Leave out the images and transcribe the entries below word for word.
SUPPLIED RECORDS below:
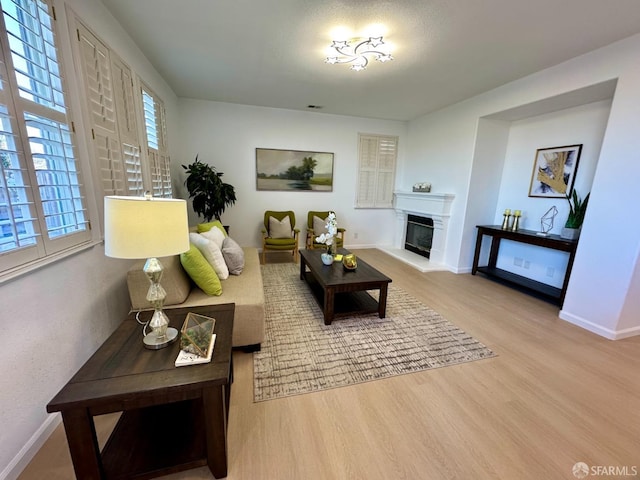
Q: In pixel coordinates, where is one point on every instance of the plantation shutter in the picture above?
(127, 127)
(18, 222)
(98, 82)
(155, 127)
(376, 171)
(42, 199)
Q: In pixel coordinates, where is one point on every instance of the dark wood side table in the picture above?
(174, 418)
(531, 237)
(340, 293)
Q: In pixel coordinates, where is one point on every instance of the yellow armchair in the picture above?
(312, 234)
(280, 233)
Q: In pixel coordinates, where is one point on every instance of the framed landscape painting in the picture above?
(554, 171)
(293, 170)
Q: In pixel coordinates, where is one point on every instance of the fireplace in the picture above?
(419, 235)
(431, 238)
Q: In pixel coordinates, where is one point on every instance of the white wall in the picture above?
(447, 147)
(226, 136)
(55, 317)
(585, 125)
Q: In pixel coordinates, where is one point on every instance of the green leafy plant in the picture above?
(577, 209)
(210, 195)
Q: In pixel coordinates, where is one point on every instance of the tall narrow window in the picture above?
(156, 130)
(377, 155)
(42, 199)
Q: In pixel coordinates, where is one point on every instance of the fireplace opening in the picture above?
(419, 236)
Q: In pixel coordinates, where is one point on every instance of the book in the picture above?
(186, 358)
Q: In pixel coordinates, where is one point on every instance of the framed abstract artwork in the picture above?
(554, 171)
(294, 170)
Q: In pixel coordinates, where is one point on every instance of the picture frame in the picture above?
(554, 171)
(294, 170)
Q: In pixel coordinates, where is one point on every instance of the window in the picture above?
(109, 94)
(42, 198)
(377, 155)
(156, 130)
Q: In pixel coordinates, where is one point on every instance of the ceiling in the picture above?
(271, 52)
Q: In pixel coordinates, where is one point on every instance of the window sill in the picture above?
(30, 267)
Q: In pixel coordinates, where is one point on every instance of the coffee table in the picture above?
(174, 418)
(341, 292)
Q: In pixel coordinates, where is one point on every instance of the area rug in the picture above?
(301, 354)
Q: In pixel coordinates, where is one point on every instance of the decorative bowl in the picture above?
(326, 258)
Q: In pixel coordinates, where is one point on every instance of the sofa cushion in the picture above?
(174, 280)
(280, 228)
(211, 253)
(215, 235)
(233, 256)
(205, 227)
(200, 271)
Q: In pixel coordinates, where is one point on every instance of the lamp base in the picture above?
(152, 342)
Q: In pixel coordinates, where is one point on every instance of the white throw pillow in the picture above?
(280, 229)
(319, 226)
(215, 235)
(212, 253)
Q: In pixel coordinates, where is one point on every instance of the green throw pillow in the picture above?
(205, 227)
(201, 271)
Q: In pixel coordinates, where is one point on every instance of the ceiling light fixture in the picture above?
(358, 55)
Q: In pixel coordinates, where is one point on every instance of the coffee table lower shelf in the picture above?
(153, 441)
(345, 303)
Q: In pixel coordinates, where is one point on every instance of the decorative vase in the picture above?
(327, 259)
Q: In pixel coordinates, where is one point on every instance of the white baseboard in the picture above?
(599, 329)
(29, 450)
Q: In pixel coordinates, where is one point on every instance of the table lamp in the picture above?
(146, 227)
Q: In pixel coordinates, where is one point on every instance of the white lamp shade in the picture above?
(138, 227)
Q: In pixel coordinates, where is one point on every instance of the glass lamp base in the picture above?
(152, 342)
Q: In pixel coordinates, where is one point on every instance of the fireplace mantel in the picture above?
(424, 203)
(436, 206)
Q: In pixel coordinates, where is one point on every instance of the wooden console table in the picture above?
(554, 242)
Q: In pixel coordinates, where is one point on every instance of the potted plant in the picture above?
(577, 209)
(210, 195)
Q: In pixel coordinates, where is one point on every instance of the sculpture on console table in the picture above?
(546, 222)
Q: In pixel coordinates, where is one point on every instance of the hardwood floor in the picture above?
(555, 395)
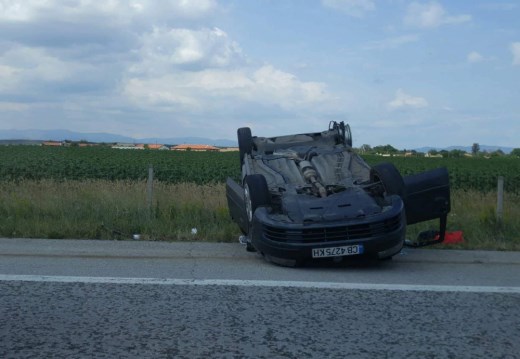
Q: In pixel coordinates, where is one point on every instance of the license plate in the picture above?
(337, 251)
End of SUPPLIED RECORDS.
▶ [WRITTEN RESPONSE]
Q: In pixel coordinates, where is one point on every instance of the plantation shutter in the picture above?
(127, 127)
(18, 222)
(98, 82)
(155, 127)
(376, 171)
(42, 199)
Q: In pixel coordinates, where is one point on every instance of the dark wood side table in the picture above?
(174, 418)
(531, 237)
(340, 293)
Q: In pixel coordinates, where is one point on every instance of the yellow armchair in the picture above?
(312, 234)
(280, 233)
Q: In pixel coordinates, where is one point on every instance of the framed landscape painting in the picture above?
(554, 171)
(293, 170)
Q: In pixel coordinates, where is one point on every instance of the fireplace in the picture above?
(419, 235)
(431, 238)
Q: In pixel coordinates, where is one point on every instance of the white wall in the picture above?
(447, 147)
(226, 136)
(55, 317)
(585, 125)
Q: In pixel coordinates, where is one point on every instance of the green leafy plant in the picture above?
(577, 209)
(210, 195)
Q: In pixel coordinates, where is one point on every instance of the tall narrow window in the picture above?
(156, 130)
(377, 155)
(42, 199)
Q: In pixel coordinates, where is one point on every instance of the fireplace opening in the picture above?
(419, 236)
Q: In pixel coordinates, where is one point on every instance of the book in the picture above?
(186, 358)
Q: In pixel coordinates, where is one point on every instance of the framed abstract artwork in the picture above?
(554, 171)
(294, 170)
Q: In pixel coordinates, where is one point on every instance of the picture frame in the picture above?
(554, 171)
(294, 170)
Q: In pixel coordinates, where is one point on every instance of the window in the picture above?
(109, 94)
(42, 198)
(377, 155)
(156, 130)
Q: In pixel coordinates, where is one point on every instance of the ceiling in the picture above?
(271, 52)
Q: In pixel coordinates, where is one point on every instance of the window sill in the picture above?
(30, 267)
Q: In pixel coordinates, where is one point on every instance of the coffee table in the picture above?
(174, 418)
(341, 292)
Q: In pixel coordinates, where is one point on every instance of the area rug in the picture above?
(301, 354)
Q: In pixel coordinates, where is one point on every instance of the decorative bowl in the picture above?
(326, 258)
Q: In pixel coordinates, where is one point on every instance of the sofa cushion in the picture above?
(174, 280)
(280, 228)
(211, 253)
(215, 235)
(233, 256)
(205, 227)
(200, 271)
Q: In pixel coordinates, where is one point on every instance of the lamp base in the picture above?
(152, 342)
Q: In pixel coordinates, where is one point on every instance of the white throw pillow in the picture above?
(280, 229)
(319, 226)
(215, 235)
(212, 253)
Q: In pixel coordinates, where is one point on every instance of the green throw pillow in the picture above?
(205, 227)
(201, 271)
Q: In pixel coordinates, where is one point on every instance of the ceiling light fixture in the picture above?
(358, 55)
Q: In pixel coordinates, where is one point on every instance of the coffee table lower shelf in the picture above?
(153, 441)
(345, 303)
Q: In pixel coordinates, where is one point on every instance of the decorative vase in the picture above?
(327, 259)
Q: In pixel coordinates, where is one point on every instance of the white baseboard in the picture above?
(599, 329)
(29, 450)
Q: In pixel coordinates, where is one point on every instance of the table lamp in the picture above?
(146, 227)
Q: In pixel coordinates, where is one point on every instance of the white lamp shade in the picture above?
(138, 227)
Q: In pixel coordinates, where is one point on every instance of the glass lamp base in the picture above?
(152, 342)
Q: In pixel coordinates, where is one point on every instance of the fireplace mantel in the picture above?
(424, 203)
(436, 206)
Q: In pixel coordinates, where is one point on every instance of the wooden console table in the picture above?
(554, 242)
Q: In pixel coordinates, where is one point on every instance of the potted plant in the picture above?
(577, 209)
(210, 195)
Q: In pixel coordinates, where is one point on every instance of the sculpture on console table in the picture above?
(546, 222)
Q: In pixel coordinates, where is one point on every instance of the hardwood floor in the picture above?
(555, 395)
Q: In pixel coordinates, where is one point on every instance of the license plate in the picture above?
(337, 251)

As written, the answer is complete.